::: 本文抜粋

ロシア統一地方選の結果をいかに見るべきか―【私の論評】日本が本気で北方領土返還を狙うというなら、今は中国弱体化に勤しむべき(゚д゚)!

岡崎研究所

 9月8日、ロシアでは、州知事や共和国の首長などを選出する統一地方選挙が実施された。このところ、モスクワでのデモ、地方での環境保護を求める抗議活動といった、プーチンの人気に陰りが出ていることを示す出来事が目に付くようになってきていたため、それなりに注目されたが、結果は、モスクワ市議会選挙などごく一部を除き、プーチンの与党の圧勝であった。モスクワ市議会選挙では共産党が勝利した。


 モスクワでは、今回の統一地方選挙に向けて野党系の候補者をプーチン政権側が不当に排除したのではないかということで、真の自由選挙を求めるデモが毎週行われていた。一方、地方では、モスクワその他の都市からのゴミの大きな埋め立て地を田舎に作る計画に対し、多くの抗議活動が行われている。そのほか、不満の源には、インフレ、停滞する生活水準 、定年延長、長距離トラックへの新しい通行料、ソーシャルメディア規制などがある。

 モスクワでのデモのインパクトが限定的であるのは、環境悪化や生活コストなどについてのロシア社会の不満を取り込むことに失敗しているためである。真に競争的選挙を呼びかけるというのは価値のあることではあるが、少し理念的に過ぎ、大衆の生々しい不満を反映する幅広いアピールに欠けている。他方、地方での抗議活動は生活に根差した不満の反映ではあるが、そこまで深刻なものではないということであろう。

::::::
::: 抽出データ

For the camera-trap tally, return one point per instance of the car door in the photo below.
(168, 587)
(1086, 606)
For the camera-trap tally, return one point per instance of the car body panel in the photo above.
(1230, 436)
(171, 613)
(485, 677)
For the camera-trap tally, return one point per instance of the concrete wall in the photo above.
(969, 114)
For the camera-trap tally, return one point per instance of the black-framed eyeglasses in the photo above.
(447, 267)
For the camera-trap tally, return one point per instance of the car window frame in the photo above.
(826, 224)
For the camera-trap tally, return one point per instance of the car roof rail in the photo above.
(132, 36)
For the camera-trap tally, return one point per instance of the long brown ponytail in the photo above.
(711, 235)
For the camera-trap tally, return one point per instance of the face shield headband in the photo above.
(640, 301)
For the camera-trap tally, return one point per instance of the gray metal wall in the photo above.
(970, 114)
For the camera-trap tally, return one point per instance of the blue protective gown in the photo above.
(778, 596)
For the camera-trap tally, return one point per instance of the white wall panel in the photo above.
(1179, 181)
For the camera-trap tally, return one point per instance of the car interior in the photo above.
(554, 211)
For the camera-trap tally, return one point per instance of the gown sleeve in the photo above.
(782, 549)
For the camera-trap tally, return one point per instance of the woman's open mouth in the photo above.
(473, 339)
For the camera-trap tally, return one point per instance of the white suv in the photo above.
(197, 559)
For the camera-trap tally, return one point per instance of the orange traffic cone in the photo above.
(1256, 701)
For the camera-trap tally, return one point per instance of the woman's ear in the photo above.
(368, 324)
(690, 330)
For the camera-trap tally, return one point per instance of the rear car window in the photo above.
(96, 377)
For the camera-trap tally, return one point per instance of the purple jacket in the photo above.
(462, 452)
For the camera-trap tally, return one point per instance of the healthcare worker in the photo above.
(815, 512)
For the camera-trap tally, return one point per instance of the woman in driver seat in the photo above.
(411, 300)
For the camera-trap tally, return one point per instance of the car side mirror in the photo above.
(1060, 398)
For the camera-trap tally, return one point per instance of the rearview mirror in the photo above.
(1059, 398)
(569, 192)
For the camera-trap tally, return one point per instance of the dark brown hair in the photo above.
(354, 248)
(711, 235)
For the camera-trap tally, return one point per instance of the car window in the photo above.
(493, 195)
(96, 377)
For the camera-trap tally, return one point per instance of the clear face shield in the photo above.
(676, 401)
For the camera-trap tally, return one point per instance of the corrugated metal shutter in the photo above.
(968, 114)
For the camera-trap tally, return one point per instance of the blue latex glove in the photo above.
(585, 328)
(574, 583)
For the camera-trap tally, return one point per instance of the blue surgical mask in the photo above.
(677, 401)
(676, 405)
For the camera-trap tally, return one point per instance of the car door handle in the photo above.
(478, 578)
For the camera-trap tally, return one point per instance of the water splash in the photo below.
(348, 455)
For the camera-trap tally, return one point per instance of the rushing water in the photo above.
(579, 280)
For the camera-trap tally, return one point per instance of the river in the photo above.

::::::

=== 課題 1 ===
抜粋のうち、「9月8日、ロシアでは、州知事」で始まり「会選挙では共産党が勝利した。」まで続く部分を、一字一句そのまま書き写してください。
=== 課題 2 ===
抜粋によると、モスクワ市議会選挙で勝利したのはどの政党ですか？
抜粋だけを根拠にしてください。

=== 回答 1 ===
9月8日、ロシアでは、州知事や共和国の首長などを選出する統一地方選挙が実施された。このところ、モスクワでのデモ、地方での環境保護を求める抗議活動といった、プーチンの人気に陰りが出ていることを示す出来事が目に付くようになってきていたため、それなりに注目されたが、結果は、モスクワ市議会選挙などごく一部を除き、プーチンの与党の圧勝であった。モスクワ市議会選挙では共産党が勝利した。

=== 回答 2 ===
共産党です。